### EXTRACTED DATA

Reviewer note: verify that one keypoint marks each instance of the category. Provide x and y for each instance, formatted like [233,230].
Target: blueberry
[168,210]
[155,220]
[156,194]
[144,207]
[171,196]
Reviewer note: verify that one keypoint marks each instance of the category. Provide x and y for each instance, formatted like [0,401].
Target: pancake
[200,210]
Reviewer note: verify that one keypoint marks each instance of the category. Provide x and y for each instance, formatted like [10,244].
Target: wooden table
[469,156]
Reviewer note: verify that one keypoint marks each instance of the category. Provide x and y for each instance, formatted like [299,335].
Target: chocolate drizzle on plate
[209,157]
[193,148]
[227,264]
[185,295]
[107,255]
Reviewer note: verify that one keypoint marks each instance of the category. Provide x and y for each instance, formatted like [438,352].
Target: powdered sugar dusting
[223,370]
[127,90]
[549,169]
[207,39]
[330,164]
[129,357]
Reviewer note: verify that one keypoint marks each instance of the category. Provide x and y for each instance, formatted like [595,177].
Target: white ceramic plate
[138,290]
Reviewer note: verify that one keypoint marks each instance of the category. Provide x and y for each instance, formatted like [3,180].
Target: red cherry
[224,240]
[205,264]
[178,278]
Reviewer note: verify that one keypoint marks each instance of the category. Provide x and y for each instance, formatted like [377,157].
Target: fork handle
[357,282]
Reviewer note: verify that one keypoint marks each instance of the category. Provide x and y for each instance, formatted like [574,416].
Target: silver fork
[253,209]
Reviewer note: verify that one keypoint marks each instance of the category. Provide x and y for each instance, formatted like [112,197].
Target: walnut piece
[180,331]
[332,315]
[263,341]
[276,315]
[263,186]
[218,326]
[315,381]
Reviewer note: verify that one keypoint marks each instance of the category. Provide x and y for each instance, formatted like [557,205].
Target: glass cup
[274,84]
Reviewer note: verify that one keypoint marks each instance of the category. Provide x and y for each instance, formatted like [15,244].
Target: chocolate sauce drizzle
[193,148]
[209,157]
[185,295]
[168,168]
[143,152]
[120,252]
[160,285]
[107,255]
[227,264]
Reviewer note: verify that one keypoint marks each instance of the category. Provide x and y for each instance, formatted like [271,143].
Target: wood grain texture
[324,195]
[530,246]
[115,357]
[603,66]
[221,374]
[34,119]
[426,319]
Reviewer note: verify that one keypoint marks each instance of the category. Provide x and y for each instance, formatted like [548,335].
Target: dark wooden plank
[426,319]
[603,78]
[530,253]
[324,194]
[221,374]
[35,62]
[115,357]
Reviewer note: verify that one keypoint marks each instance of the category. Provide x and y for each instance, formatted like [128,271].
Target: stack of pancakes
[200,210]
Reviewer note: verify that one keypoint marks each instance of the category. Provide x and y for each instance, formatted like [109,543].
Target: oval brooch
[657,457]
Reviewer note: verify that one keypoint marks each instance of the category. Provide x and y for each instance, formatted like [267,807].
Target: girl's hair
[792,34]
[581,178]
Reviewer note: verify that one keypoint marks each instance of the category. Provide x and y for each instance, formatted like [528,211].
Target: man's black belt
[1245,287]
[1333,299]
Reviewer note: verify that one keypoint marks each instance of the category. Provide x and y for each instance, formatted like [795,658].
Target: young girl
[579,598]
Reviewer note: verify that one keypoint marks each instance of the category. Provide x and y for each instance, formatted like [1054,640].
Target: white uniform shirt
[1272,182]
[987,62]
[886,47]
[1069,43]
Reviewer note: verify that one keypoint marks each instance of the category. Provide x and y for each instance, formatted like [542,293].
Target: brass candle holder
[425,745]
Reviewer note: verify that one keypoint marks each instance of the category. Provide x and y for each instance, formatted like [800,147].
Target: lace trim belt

######

*INSTRUCTIONS TO FOLLOW:* Copy the entries above verbatim, from the line containing "formatted like [1054,640]." through the end of the entries.

*CORRECT OUTPUT:*
Reviewer note: verify that one keypoint marks each instance of the category. Provide x and y for each instance, formatted like [1054,640].
Target: white uniform shirt
[1272,182]
[987,62]
[886,47]
[1069,43]
Reviewer note: verify that one keypoint marks each instance of the category. Provide x and y for each instance, formatted like [542,293].
Target: brass candle holder
[425,745]
Reviewer note: verify that one keypoint marks each instance of the category. Provide x and y for each instance, formatted like [800,147].
Target: lace trim belt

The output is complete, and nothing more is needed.